- _Work to be completed_: Copy the listing below word for word, leaving out the pictures.

- _Listed records_:
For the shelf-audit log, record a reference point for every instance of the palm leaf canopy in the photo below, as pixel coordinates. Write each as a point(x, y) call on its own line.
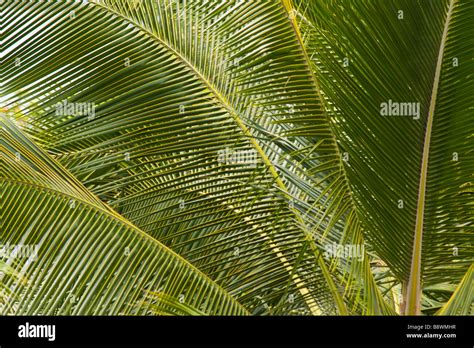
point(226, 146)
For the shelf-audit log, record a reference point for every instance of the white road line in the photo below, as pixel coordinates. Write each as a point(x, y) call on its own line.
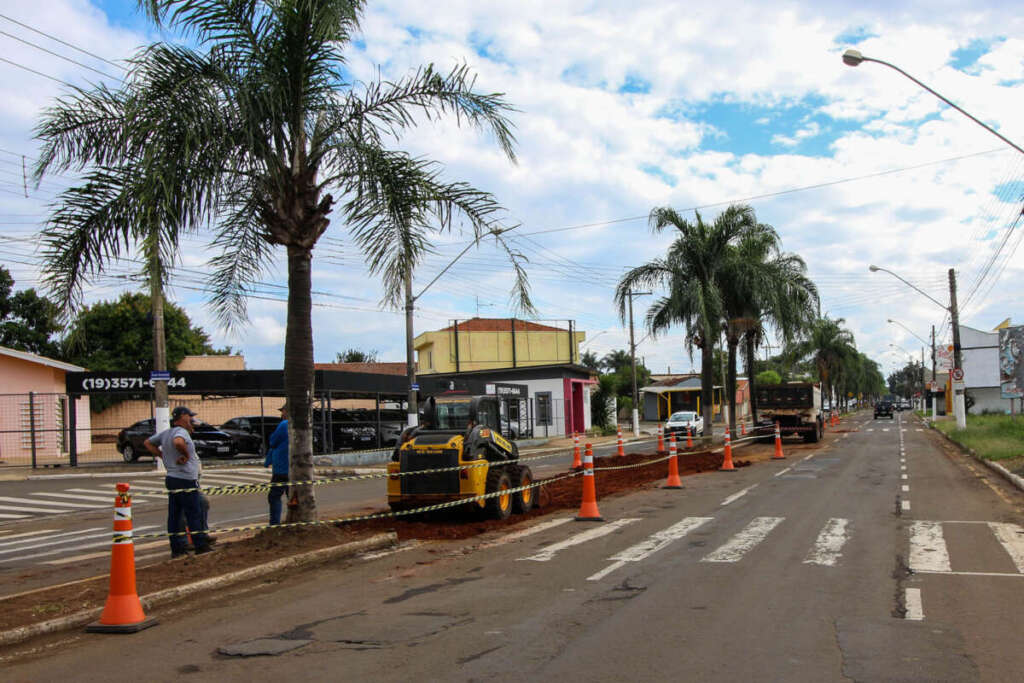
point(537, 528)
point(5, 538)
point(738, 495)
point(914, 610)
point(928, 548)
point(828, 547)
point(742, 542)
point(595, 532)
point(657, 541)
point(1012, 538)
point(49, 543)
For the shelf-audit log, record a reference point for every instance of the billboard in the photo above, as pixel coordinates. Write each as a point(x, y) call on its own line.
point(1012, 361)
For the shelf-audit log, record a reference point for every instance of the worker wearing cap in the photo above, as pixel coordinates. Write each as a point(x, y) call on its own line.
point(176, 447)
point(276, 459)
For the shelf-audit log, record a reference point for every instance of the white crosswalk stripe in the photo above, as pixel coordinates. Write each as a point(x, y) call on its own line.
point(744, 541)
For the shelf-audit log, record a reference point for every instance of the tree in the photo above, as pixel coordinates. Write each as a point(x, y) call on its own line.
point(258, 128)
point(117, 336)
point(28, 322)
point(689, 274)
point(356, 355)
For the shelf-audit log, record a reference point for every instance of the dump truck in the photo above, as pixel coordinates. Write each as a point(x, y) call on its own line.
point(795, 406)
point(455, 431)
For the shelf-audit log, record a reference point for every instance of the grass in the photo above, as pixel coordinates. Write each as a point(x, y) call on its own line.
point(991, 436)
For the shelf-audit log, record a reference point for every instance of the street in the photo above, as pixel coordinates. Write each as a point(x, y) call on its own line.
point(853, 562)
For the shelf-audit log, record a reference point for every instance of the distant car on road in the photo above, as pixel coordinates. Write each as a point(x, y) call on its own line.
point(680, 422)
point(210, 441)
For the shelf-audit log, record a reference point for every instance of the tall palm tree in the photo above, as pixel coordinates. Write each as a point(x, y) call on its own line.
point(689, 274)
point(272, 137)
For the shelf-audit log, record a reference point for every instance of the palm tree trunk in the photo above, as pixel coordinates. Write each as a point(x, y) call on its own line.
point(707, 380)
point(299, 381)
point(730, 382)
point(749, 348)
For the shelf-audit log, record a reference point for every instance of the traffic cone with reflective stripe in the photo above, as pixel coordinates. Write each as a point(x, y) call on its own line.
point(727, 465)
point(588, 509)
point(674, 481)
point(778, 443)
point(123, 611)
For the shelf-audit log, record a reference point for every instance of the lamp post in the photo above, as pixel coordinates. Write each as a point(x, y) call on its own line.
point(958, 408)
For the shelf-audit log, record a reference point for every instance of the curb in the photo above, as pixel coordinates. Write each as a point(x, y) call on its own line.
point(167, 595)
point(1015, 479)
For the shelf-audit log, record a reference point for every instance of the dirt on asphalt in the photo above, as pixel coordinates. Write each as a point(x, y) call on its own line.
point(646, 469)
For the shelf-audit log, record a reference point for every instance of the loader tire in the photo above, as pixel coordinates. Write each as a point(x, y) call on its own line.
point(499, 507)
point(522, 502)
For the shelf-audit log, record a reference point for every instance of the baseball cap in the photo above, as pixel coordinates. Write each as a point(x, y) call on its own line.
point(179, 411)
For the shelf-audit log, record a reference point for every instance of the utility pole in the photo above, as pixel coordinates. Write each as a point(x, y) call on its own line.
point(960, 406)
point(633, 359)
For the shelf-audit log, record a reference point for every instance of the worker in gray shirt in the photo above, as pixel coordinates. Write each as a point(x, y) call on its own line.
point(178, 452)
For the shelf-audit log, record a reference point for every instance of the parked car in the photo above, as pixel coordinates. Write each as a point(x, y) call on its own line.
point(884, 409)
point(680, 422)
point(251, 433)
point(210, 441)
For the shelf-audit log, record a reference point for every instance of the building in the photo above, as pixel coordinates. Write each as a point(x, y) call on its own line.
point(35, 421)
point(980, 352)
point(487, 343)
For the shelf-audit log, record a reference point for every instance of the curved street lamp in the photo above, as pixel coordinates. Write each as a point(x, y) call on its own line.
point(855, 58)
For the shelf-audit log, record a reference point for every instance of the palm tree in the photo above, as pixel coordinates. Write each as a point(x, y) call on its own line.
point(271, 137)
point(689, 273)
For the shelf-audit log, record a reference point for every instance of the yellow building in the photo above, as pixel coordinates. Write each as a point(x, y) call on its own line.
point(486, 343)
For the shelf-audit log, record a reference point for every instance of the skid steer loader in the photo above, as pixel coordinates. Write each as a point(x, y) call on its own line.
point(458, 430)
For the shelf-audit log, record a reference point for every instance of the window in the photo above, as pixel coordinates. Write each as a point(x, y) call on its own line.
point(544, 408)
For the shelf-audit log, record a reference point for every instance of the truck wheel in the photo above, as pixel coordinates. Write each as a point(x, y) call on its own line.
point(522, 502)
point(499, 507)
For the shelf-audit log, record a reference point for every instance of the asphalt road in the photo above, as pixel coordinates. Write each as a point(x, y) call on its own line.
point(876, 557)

- _Exercise response_:
For the shelf-audit log, record a reference point for every instance of the palm leaf canopy in the photo below, as pixel coordinates. Write each as a point(x, y) call on its own line.
point(226, 146)
For the shelf-audit log, record a reference point for every instance of the white road line in the photo below, as pixel coordinates. Write each as a point(x, y) call on its own line.
point(537, 528)
point(5, 538)
point(738, 495)
point(914, 610)
point(928, 548)
point(828, 547)
point(742, 542)
point(595, 532)
point(657, 541)
point(1012, 538)
point(49, 543)
For the shelf-audit log, record a reference point for every instance of the billboard in the photo above, as pixel coordinates. Write each as a point(x, y) call on its own line.
point(1012, 361)
For the shelf-audit log, record a reference point for every instance of the worker wearing cap in the photo above, as pixel coordinates. Write each as a point(x, y) call on its own line.
point(176, 447)
point(276, 459)
For the shelf-audit log, record a reference point for every instance of the white crosswalk stripe in the photo above, as pixel coordinates. Write each as a point(x, y) call on its own line.
point(744, 541)
For the shelf-audit log, record a reference point for every instance of the tree in the photo above, as pixel coordinates. Write each as a point(x, y) call on its own line.
point(258, 128)
point(117, 336)
point(28, 322)
point(689, 274)
point(356, 355)
For the shelf-audit log, record a reference point for every instance of the dump truck in the photo above, as pixel coordinates. Write each as a point(x, y) call on its own line.
point(795, 406)
point(455, 431)
For the shelf-audit log, record a reference point for every instance of the grass in the photo above, as pixel coordinates. Write each as a point(x, y) call on its own line.
point(991, 436)
For the shelf-audit log, record a reference point for every instance of the street in the photo above, as pixel coordinates. Write each as a point(x, y) call on its own line.
point(853, 562)
For the shelf-audit log, record a reference point for every instance of the distant car on road in the photo above, as pixel coordinates. Write each as a point(x, y) call on its own line.
point(680, 422)
point(210, 441)
For the shelf-audit log, record a reference point for every instance of the tall palm tree in the photo above, as pixel coordinates. Write each as a point(x, y) call on its own line.
point(689, 274)
point(272, 137)
For the shelf-audit log, record a reference point for every instance of the palm tree trunk in the photo above, as pixel coordinates. Write each as a point(x, y) call on its own line.
point(707, 380)
point(299, 381)
point(730, 382)
point(749, 348)
For the shelf-audit log, record a reference point for every instance of the traffic cone with reflective stripe in the photo above, as pixel coordinates. Write each as a point(x, y) call on its own line.
point(727, 465)
point(588, 509)
point(674, 481)
point(778, 443)
point(123, 611)
For the shelf-audit log, record a reference point for every instance of the lamp post in the photo above, as pixel coordinates. Write each as a point(x, y) call on its own line.
point(958, 408)
For the shelf-audit log, record a reference point for every instance of the curb in the photo above, as pixel coordinates. Write each as a point(x, y) call on its own line.
point(167, 595)
point(1015, 479)
For the shelf-audit log, record a reference point for every instance of the dirt on asphalt in the photo above, as pixel coordinates. Write each as a point(x, y) call on its own line.
point(646, 469)
For the shelf-audit log, record a reference point for every instance of the loader tire in the photo above, as pixel coordinates. Write each as a point(x, y) call on its own line.
point(499, 507)
point(522, 502)
For the shelf-audit log, record a reference point for every instance of the baseball cap in the photo above, as pixel coordinates. Write each as a point(x, y) call on its own line.
point(179, 411)
For the shelf-audit log, record a reference point for every instance of the utility pole in the photo above, as pixel coordinates. Write each as a point(x, y) call on its own line.
point(960, 406)
point(633, 359)
For the shelf-audit log, record a reference point for every instance of the worker in gray shirt in the photo above, as pixel coordinates. Write each as a point(x, y) call on its own line.
point(178, 452)
For the shelf-audit log, record a reference point for every instance of the parked car in the photo above, as pixel coordinates. Write each as a point(x, y) call on its own line.
point(884, 409)
point(680, 422)
point(251, 433)
point(210, 441)
For the shelf-audit log, record a reference point for every instance of the building in the photo above, as pixel coordinates. Write each as a point(x, y) call on its own line.
point(35, 421)
point(980, 352)
point(487, 343)
For the shelf-audit log, record a reference point for every instance of the curved street lamp in the photo above, as pixel coordinates. Write each as a point(x, y) call on its own line.
point(855, 58)
For the shelf-audit log, record a reference point for every instance of the palm tree in the photo above, as pixel coordinates. Write each as a point(x, y) call on its own line.
point(271, 137)
point(689, 273)
For the shelf-audit log, record a reference point for every instance of the yellow building in the photo above, as pixel coordinates. Write each as a point(x, y) call on its own line.
point(486, 343)
For the shelf-audit log, record a reference point for every instance of the skid steer loader in the photo above, as pixel coordinates. Write each as a point(x, y) call on its own line.
point(458, 430)
For the shelf-audit log, record a reference point for every instance of the window in the photo above, as pixel coordinates. Write each as a point(x, y) call on its own line.
point(544, 408)
For the shelf-audit log, record a reference point for every instance of the truck wheel in the photo above, as pixel coordinates. Write each as a point(x, y) call on its own line.
point(522, 502)
point(499, 507)
For the shelf-audit log, record a reference point for every instance of the asphalt road in the photo above, as pixel coordinates. Write each as a point(x, y) call on its own line.
point(876, 557)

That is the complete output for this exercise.